WRITTEN EXERCISE:
Put everything in the listing below, from the line containing "Annotate the blue jeans" down to the end of the listing, into a numbered list, leaving out blank lines.

PROVIDED DATA:
***

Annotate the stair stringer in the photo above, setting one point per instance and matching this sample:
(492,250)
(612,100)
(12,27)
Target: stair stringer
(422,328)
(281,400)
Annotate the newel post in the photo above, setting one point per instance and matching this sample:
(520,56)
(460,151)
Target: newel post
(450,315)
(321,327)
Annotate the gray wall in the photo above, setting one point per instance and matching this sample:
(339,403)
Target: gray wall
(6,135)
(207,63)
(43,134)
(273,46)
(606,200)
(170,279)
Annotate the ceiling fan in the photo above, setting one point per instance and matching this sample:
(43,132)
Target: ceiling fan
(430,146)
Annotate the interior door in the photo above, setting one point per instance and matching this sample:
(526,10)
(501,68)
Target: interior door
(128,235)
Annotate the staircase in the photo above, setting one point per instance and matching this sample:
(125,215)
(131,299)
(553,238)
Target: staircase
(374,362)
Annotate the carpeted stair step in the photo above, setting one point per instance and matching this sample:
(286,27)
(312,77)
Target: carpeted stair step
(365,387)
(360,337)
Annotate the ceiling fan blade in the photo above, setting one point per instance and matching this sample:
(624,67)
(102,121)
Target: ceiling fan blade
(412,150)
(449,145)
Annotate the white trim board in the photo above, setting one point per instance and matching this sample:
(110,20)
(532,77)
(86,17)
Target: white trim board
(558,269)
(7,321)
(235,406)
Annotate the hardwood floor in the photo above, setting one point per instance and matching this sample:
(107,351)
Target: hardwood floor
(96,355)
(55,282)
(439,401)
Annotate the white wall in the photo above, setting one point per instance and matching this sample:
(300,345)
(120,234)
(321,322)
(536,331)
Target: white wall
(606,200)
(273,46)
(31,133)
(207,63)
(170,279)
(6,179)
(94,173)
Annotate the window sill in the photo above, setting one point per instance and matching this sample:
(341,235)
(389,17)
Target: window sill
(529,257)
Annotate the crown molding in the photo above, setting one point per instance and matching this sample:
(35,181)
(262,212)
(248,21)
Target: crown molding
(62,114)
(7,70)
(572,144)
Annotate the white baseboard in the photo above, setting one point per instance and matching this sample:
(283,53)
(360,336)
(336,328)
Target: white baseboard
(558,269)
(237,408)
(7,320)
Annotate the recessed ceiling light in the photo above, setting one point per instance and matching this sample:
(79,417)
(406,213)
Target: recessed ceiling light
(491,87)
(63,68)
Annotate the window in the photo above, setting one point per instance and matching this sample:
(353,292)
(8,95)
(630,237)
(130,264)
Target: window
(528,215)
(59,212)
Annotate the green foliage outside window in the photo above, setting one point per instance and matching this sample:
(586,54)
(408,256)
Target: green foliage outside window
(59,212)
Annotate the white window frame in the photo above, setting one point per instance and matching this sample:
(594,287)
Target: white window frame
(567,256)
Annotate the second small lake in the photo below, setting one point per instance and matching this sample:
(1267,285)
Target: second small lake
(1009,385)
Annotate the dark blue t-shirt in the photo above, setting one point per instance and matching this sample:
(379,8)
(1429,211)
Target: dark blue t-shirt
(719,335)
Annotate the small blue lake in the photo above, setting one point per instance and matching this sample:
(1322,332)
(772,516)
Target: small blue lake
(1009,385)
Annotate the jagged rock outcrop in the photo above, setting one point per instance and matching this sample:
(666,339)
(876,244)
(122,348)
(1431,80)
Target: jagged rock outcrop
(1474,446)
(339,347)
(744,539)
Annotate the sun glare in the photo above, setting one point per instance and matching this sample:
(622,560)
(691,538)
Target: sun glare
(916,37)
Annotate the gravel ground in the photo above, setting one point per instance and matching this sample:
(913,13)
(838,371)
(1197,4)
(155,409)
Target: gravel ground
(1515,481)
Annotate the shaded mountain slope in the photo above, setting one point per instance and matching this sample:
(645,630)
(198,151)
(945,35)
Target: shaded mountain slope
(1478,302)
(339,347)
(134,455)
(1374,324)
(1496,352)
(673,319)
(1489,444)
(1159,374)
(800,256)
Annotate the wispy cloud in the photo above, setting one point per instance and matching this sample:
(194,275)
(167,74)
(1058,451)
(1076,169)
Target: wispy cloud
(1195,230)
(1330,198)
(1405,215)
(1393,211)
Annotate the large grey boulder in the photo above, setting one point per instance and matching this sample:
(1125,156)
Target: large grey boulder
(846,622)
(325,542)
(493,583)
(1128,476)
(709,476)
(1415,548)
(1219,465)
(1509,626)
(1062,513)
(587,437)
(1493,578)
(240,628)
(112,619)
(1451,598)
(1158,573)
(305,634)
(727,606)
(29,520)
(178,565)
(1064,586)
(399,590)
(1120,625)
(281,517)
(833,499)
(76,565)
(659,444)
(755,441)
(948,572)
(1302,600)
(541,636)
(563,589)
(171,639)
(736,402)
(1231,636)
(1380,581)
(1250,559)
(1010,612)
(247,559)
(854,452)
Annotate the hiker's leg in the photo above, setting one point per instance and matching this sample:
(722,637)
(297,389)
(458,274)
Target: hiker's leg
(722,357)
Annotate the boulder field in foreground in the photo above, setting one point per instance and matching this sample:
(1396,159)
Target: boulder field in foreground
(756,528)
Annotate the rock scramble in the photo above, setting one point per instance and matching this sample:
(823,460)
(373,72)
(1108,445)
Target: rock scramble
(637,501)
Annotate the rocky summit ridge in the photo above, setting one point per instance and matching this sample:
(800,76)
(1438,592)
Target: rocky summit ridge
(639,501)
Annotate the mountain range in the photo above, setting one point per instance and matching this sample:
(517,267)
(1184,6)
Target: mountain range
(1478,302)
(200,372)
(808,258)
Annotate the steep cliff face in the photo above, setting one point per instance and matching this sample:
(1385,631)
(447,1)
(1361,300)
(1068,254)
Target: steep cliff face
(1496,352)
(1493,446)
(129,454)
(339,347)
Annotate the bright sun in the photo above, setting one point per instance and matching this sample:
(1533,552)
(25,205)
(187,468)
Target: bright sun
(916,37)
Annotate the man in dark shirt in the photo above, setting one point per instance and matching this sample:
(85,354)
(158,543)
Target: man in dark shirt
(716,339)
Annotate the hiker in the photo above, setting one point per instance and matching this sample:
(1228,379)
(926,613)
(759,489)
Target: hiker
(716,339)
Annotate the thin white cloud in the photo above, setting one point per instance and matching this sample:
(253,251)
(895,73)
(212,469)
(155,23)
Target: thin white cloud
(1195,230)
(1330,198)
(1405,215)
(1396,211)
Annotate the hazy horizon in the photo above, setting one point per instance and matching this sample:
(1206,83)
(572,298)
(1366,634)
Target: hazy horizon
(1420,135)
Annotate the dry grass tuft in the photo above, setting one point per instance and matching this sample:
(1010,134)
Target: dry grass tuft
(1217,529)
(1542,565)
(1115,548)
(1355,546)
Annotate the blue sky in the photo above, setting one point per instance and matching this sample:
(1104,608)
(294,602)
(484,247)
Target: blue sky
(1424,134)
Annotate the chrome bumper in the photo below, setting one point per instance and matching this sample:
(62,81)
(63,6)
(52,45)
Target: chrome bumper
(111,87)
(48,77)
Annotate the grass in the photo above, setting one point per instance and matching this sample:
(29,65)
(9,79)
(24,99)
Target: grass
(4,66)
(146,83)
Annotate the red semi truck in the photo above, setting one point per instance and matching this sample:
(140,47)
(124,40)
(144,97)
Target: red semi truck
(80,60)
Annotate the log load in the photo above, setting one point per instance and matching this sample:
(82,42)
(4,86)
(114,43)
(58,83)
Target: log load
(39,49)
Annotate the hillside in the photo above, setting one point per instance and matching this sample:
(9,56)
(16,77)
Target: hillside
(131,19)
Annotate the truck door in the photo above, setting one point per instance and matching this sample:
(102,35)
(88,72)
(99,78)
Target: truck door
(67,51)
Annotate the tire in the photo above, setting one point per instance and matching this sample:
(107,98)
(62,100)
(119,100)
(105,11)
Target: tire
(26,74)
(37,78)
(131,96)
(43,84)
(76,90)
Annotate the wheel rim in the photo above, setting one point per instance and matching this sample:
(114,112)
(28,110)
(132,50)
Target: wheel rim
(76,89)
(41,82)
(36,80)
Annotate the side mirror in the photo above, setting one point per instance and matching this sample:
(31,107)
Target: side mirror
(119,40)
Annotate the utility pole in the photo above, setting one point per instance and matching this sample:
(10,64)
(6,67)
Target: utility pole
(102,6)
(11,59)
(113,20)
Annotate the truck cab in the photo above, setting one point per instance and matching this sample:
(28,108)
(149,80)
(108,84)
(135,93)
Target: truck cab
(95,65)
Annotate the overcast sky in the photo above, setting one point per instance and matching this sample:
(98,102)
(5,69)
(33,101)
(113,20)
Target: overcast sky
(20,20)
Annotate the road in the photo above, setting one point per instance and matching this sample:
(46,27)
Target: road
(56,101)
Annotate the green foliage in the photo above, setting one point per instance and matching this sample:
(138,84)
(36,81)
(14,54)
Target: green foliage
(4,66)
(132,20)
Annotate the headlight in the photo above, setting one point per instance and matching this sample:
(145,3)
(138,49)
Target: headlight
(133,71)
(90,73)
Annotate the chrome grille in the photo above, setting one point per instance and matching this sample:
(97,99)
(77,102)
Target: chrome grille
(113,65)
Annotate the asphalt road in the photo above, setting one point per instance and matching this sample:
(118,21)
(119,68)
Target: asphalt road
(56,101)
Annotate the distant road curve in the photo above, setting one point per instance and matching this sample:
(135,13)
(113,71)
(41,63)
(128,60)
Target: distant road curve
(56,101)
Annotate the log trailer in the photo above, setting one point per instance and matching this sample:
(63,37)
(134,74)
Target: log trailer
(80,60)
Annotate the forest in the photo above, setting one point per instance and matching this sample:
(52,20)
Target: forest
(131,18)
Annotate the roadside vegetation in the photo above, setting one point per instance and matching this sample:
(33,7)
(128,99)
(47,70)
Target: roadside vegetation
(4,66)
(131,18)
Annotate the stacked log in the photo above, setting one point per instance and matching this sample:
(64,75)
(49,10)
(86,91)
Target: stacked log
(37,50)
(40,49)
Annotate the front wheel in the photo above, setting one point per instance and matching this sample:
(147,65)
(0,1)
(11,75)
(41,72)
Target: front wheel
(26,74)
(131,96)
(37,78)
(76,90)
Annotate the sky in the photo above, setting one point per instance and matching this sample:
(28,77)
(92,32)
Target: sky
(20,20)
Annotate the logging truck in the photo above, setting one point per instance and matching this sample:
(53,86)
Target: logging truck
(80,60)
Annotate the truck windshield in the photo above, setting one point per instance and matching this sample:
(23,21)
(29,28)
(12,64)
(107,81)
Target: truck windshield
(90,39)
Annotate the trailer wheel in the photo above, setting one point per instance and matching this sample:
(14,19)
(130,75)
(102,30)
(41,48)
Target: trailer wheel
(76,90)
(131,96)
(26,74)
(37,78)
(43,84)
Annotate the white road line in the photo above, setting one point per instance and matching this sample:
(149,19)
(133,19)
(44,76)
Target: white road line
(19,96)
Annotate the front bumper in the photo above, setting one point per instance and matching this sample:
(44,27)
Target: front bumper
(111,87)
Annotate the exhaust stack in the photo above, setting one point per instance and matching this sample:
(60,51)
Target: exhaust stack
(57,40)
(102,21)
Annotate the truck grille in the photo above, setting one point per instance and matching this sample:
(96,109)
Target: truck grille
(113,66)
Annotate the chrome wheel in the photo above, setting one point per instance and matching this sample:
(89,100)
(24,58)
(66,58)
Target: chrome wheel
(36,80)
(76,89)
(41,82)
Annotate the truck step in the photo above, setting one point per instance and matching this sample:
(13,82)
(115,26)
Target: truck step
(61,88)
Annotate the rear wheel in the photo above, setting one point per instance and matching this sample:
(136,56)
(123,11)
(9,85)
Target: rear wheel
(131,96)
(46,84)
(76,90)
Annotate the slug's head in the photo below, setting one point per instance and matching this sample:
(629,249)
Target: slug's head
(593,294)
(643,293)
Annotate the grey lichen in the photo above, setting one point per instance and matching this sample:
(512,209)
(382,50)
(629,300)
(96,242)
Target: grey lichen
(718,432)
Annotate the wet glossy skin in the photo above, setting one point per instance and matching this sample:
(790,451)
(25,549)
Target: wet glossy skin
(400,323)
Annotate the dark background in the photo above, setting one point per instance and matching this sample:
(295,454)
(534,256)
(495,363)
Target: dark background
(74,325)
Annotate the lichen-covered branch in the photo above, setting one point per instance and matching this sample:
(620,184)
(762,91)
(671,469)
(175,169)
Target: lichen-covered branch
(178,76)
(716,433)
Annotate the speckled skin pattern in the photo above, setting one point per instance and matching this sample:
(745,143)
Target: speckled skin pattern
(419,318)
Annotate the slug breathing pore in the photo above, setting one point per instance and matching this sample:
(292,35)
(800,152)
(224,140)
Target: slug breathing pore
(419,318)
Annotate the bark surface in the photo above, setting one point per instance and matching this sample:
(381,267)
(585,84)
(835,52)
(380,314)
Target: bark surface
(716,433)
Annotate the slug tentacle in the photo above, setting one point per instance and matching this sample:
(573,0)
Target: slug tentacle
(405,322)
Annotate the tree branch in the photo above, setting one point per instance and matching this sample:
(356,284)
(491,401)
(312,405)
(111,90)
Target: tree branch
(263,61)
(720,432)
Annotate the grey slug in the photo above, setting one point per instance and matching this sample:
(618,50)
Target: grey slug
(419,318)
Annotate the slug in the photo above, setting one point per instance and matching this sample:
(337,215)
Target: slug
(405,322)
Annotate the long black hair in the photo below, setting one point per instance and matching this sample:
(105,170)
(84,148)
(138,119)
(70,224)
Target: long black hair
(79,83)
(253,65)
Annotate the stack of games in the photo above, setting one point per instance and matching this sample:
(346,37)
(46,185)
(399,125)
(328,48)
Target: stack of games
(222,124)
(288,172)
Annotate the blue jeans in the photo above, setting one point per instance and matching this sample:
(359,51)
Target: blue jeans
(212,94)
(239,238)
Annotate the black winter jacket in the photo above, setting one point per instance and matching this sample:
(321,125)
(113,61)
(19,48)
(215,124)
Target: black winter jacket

***

CORRECT OUTPUT:
1. Annotate the blue jeans in the photo above, setting one point per instance and matching this sample:
2. (359,51)
3. Target: blue jeans
4. (212,94)
5. (239,238)
6. Annotate the black winter jacket in the photo above, setting one point per instance and matching this sample:
7. (321,125)
8. (113,61)
9. (19,48)
10. (215,124)
11. Target: black winter jacket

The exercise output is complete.